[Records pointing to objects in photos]
** START **

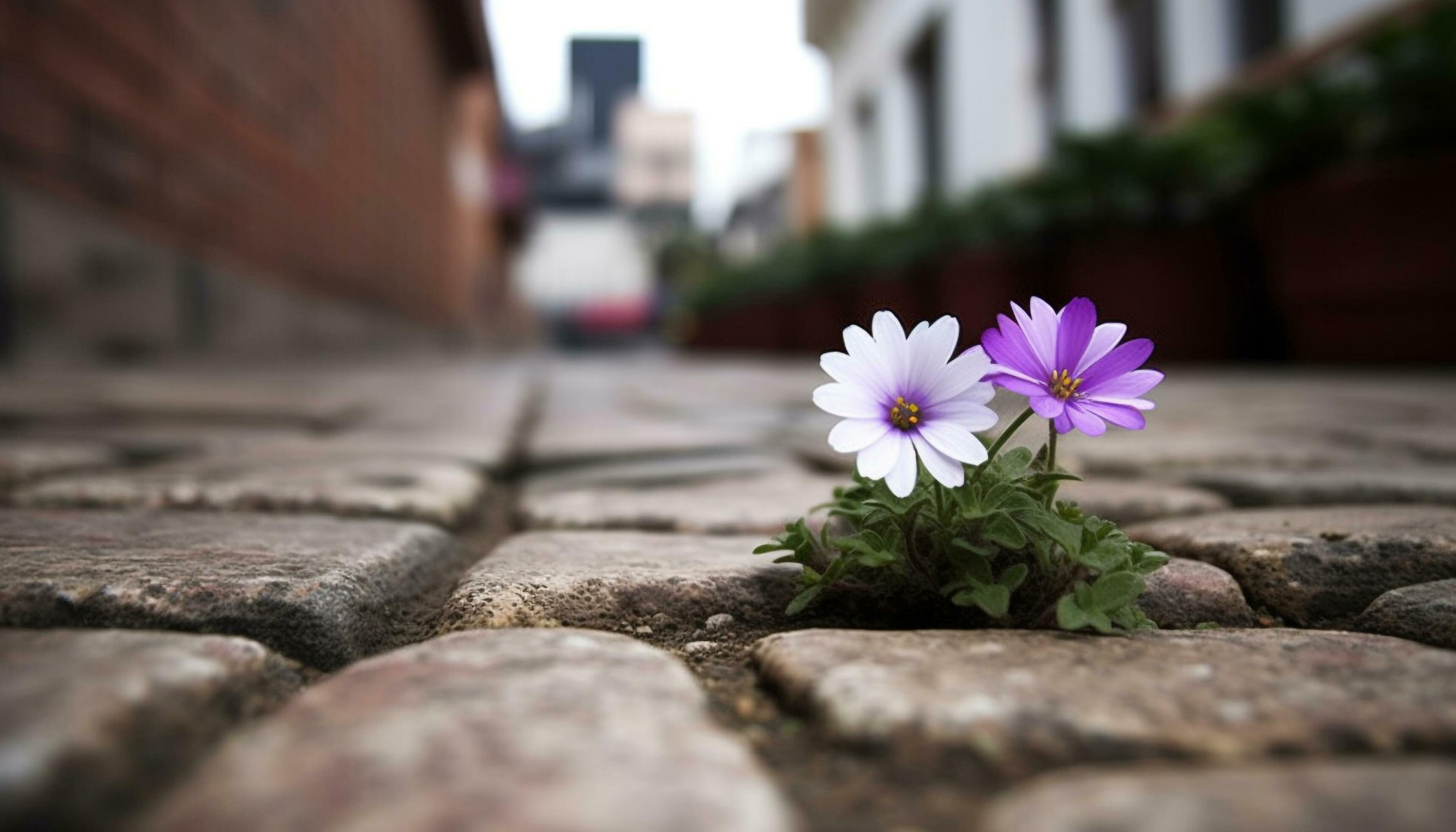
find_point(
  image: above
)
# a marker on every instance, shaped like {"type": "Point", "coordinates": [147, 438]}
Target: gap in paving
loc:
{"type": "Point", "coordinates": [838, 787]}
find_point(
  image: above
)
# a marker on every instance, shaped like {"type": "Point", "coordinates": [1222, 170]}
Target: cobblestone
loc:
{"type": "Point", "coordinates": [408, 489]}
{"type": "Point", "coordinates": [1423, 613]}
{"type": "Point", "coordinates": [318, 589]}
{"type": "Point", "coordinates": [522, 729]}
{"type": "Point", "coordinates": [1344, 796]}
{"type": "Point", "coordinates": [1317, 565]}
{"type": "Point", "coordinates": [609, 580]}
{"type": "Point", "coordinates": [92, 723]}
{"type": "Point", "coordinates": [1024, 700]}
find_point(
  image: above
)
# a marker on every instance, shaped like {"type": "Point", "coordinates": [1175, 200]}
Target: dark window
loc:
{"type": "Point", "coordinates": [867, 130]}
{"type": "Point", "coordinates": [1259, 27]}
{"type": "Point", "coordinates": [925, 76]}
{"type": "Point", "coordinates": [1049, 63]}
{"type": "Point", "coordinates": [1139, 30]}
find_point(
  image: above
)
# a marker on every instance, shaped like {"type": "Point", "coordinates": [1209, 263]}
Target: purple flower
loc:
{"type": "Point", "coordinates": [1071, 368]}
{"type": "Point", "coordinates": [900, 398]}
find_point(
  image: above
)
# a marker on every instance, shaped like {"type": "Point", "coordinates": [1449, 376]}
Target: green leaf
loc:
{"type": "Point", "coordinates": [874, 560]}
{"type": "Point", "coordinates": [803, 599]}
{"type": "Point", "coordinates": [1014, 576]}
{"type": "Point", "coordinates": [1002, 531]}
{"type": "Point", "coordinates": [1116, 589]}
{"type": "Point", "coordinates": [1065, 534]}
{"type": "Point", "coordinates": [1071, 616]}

** END **

▶ **What this task involves**: Express the lines of the records above as a Markdown table with the columns Row and Line, numbering each row and skipping blank lines. Omit the pictures from your answer.

▶ **Response below**:
| Row | Line |
|---|---|
| 1 | find_point( |
| 2 |   image: above |
| 3 | ) |
| 4 | # a marker on every instance, shaped like {"type": "Point", "coordinates": [147, 438]} |
| 5 | Target: gap in paving |
| 6 | loc: |
| 7 | {"type": "Point", "coordinates": [838, 787]} |
| 8 | find_point( |
| 9 |   image: above |
| 10 | ) |
| 11 | # a marker on every instance, shaped like {"type": "Point", "coordinates": [1222, 170]} |
| 12 | Target: cobblestone |
| 13 | loc: |
| 14 | {"type": "Point", "coordinates": [408, 489]} |
| 15 | {"type": "Point", "coordinates": [1423, 613]} |
| 16 | {"type": "Point", "coordinates": [318, 589]} |
| 17 | {"type": "Point", "coordinates": [522, 729]} |
| 18 | {"type": "Point", "coordinates": [1344, 796]} |
| 19 | {"type": "Point", "coordinates": [1317, 565]} |
| 20 | {"type": "Point", "coordinates": [609, 580]} |
| 21 | {"type": "Point", "coordinates": [92, 723]} |
| 22 | {"type": "Point", "coordinates": [1024, 700]} |
| 23 | find_point( |
| 24 |   image: above |
| 25 | ) |
| 26 | # a marker on every instance, shaped like {"type": "Point", "coordinates": [1175, 200]} |
| 27 | Target: dark window |
| 28 | loc: |
| 29 | {"type": "Point", "coordinates": [867, 130]} |
| 30 | {"type": "Point", "coordinates": [1259, 27]} |
| 31 | {"type": "Point", "coordinates": [925, 76]} |
| 32 | {"type": "Point", "coordinates": [1049, 63]} |
| 33 | {"type": "Point", "coordinates": [1139, 30]} |
| 34 | find_point( |
| 35 |   image: above |
| 36 | ) |
| 37 | # a marker on every instance, shaped like {"type": "Point", "coordinates": [1209, 263]} |
| 38 | Target: purple flower |
| 39 | loc: |
| 40 | {"type": "Point", "coordinates": [1071, 368]} |
| 41 | {"type": "Point", "coordinates": [900, 398]} |
| 42 | find_point( |
| 43 |   image: above |
| 44 | ) |
| 45 | # a marker on every instance, shaped like {"type": "Point", "coordinates": [1449, 376]} |
| 46 | Target: green leaf |
| 47 | loc: |
| 48 | {"type": "Point", "coordinates": [874, 560]} |
| 49 | {"type": "Point", "coordinates": [803, 599]} |
| 50 | {"type": "Point", "coordinates": [1014, 576]} |
| 51 | {"type": "Point", "coordinates": [1002, 531]} |
| 52 | {"type": "Point", "coordinates": [1116, 589]} |
| 53 | {"type": "Point", "coordinates": [1065, 534]} |
| 54 | {"type": "Point", "coordinates": [1071, 616]} |